**DOCUMENT TEXT:**
-- BEGIN --

I started in the water industry at the age of 17 while still in high school in a part time position as a draftsman. The year was 1976, draftsmen used a parallel straight edge, a couple of triangles, ink, and drew on mylar. It was not unusual to see an ash tray heaping with ashes and cigarette butts on the desk of my superiors. There were no computers, email, GIS, GPS or plotters. A few years later I transferred to meter reading, drove a Chevy Luv truck, read the meter by lifting the lid, wrote the reading down in a meter book and did the math to determine the usage. An average day was about 300 meters. I would never have dreamt that job could be done from a central location in a matter in minutes. A few years later I began running the service truck, new customer turn-ons and turn-offs, disconnects and the like. Those orders came to me in a stack of hand-written tickets, which I would sit down and route out before starting my day. I would never have dreamt of those orders coming to a PC in my truck. Or that there would one day be meters that could be turned on or off remotely. Locating valves was done with a dip needle; locating water mains was done with a probe rod; repairing a water line didn't require calling one number for locates, it required calling several numbers. Often digging was done with no locates at all, instead you were instructed to just take it easy and be careful. Drawing valve cards became a part of my duties, which meant finding a valve assigning a number and measuring how far away from an oak tree and sidewalk it was located. Never would have imaged that someday you could just stand next to the valve and acquire a longitude and latitude for that spot; and, if the oak tree died, you could still find that valve.

-- END --

**GIVEN DATA:**
-- BEGIN --

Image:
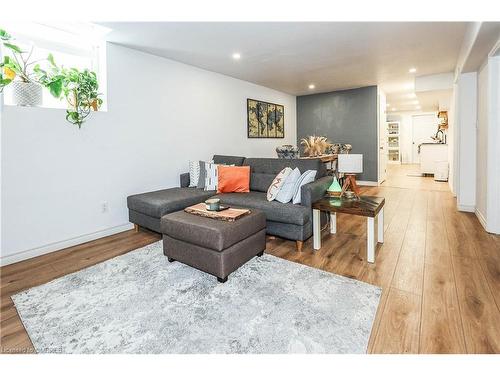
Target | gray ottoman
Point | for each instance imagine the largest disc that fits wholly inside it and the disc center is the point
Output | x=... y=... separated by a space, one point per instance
x=214 y=246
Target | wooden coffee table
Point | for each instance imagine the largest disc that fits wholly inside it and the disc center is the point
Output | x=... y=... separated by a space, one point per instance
x=370 y=207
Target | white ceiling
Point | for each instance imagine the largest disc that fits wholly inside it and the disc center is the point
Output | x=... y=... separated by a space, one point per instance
x=290 y=56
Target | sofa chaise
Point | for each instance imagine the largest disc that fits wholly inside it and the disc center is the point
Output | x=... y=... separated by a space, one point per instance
x=286 y=220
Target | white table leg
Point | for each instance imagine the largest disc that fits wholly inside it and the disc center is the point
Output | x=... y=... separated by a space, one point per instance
x=316 y=230
x=371 y=237
x=333 y=222
x=380 y=226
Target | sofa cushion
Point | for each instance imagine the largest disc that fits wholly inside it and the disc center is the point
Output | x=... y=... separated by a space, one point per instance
x=275 y=211
x=161 y=202
x=264 y=170
x=229 y=160
x=211 y=233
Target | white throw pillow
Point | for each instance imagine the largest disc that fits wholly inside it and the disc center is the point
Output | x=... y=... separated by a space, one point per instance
x=285 y=195
x=307 y=176
x=194 y=173
x=277 y=183
x=211 y=176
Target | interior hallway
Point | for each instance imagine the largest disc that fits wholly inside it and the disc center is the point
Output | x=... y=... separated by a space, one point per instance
x=439 y=270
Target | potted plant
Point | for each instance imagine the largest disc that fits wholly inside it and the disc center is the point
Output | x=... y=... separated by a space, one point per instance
x=80 y=88
x=17 y=71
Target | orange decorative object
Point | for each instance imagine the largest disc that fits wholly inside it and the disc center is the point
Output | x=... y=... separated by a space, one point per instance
x=233 y=179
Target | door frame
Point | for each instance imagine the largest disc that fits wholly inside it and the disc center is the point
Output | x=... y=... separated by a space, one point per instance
x=413 y=161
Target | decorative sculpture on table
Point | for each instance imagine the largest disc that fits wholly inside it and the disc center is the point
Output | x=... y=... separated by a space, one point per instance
x=350 y=164
x=287 y=152
x=314 y=145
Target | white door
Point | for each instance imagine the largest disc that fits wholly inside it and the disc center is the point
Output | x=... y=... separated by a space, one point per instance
x=382 y=138
x=423 y=128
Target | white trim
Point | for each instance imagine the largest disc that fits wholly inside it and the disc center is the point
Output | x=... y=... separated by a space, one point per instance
x=466 y=208
x=481 y=218
x=31 y=253
x=367 y=183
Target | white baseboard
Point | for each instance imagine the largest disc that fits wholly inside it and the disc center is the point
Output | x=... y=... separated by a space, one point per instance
x=367 y=183
x=481 y=218
x=466 y=208
x=31 y=253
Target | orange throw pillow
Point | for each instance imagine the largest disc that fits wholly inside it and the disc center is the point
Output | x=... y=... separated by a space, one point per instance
x=233 y=179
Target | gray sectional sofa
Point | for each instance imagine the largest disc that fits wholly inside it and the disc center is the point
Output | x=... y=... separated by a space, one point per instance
x=287 y=220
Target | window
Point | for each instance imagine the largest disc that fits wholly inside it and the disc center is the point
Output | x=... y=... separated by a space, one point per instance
x=73 y=45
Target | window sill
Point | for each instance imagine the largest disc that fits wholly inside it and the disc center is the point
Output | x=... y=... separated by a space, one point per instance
x=104 y=108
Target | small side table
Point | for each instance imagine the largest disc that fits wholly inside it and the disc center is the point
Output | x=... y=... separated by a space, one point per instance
x=370 y=207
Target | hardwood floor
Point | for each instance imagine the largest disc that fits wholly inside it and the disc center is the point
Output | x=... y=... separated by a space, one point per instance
x=439 y=270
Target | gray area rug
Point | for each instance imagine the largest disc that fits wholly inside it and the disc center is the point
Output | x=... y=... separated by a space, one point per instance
x=141 y=303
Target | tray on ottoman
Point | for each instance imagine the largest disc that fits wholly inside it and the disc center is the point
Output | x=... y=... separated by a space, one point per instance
x=229 y=214
x=215 y=246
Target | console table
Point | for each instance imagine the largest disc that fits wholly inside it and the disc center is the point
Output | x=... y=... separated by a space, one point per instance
x=370 y=207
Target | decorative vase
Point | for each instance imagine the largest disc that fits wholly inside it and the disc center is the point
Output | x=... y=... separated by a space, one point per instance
x=27 y=94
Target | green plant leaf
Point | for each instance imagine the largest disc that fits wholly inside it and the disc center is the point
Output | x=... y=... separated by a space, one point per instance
x=51 y=60
x=13 y=47
x=55 y=87
x=4 y=35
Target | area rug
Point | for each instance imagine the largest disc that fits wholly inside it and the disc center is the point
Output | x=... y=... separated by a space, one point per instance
x=141 y=303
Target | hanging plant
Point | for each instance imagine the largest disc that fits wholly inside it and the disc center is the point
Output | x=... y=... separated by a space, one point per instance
x=79 y=88
x=17 y=70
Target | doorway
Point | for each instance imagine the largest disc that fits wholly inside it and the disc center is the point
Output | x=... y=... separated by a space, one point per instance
x=423 y=128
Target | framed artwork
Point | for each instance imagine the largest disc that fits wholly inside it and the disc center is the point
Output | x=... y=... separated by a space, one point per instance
x=265 y=120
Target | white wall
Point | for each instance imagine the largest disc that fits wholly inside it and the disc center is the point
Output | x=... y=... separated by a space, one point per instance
x=465 y=142
x=482 y=144
x=160 y=115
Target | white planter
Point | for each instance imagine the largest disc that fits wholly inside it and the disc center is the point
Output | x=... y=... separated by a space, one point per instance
x=26 y=94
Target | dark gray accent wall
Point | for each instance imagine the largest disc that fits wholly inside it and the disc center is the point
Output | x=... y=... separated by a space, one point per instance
x=348 y=116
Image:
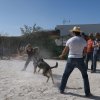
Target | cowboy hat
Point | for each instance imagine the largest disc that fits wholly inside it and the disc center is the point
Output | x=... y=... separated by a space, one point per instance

-- END --

**PROBLEM SET:**
1: Edit the records starting at the line that contains "Target | hardwood floor" and ending at the line that contains "x=265 y=120" by putting "entryway" in place of "doorway" and leaving everything else unchanged. Return only those lines.
2: Resume the account of working in the water industry, picking up after its last sentence.
The memoir text and the records are unrelated material.

**EXERCISE RESPONSES:**
1:
Target | hardwood floor
Point | for each instance imagine the largest disc that fits wholly inside it and the disc center is the point
Output | x=... y=... separated by a space, one point per instance
x=439 y=270
Target | gray area rug
Point | for each instance imagine the largest disc that fits wholly inside it and the disc center is the point
Output | x=... y=... separated by a space, one point per instance
x=141 y=303
Target | tray on ottoman
Point | for each instance imagine the largest disc that fits wholly inside it and the disc center is the point
Output | x=... y=... separated by a space, one point per instance
x=229 y=214
x=215 y=246
Target | console table
Point | for each instance imagine the largest disc that fits wholly inside it and the disc center is the point
Output | x=... y=... separated by a space, one point per instance
x=370 y=207
Target | decorative vase
Point | for each instance imagine the largest disc that fits wholly inside it and the disc center is the point
Output | x=... y=... separated by a space, one point per instance
x=27 y=94
Target | green plant leaf
Point | for each instance imagine the largest disc that fits wholly inside it and the disc center is the point
Output | x=... y=... separated by a space, one point per instance
x=51 y=60
x=13 y=47
x=55 y=87
x=4 y=35
Target | area rug
Point | for each instance imagine the largest disc that fits wholly inside it and the disc center is the point
Output | x=... y=... separated by a space, one point per instance
x=141 y=303
Target | hanging plant
Point | for each instance imagine the largest disc that fits wholly inside it and the disc center is the point
Output | x=... y=... separated by a space, one point per instance
x=79 y=88
x=17 y=70
Target | entryway
Point | for each instance imagine the largest disc that fits wholly inside it and the disc center is the point
Output | x=... y=... separated by a space, one point per instance
x=423 y=128
Target | framed artwork
Point | for each instance imagine the largest disc that fits wholly inside it and the disc center is the point
Output | x=... y=... separated by a space, one point per instance
x=265 y=120

2:
Communications were much different as well. A pager was the best way to get in touch with the on call operator. The first cell phone I ever used had to be mounted in the service truck, a huge box behind the seat. It was a party line so you had to pick up the receiver and check if the line was in use before you made a call. The real kicker - it was a rotary dial phone. We never would have believed that someday we would carry that same phone ability, minus the rotary dial, in our shirt pocket.

The list of advancements number more than the gray hairs I looked at on the floor of the barber shop. No doubt these things have made our life easier, creating new and improved ways of doing old jobs. Some days when the new technology doesn't perform as the salesman said it would, or I simply don't understand how to make it work for me, I wonder: "Is this really better?” The answer always is: Yes, this is much better.

As I think about the years to come, retirement and passing the industry off to the next generation, I can't help but think about what things are ahead, what new tools will be there to help them perform their jobs even better. This is an exciting and rewarding industry and the future holds much promise for all of us. There is no doubt AWWA has been on the forefront of all of the changes I have seen in the past 36 years of my career, and my ability to keep pace with these changes was through my membership and involvement at the Section level. I hope your career has been, and will continue to be, as enlightened as mine though your membership in AWWA.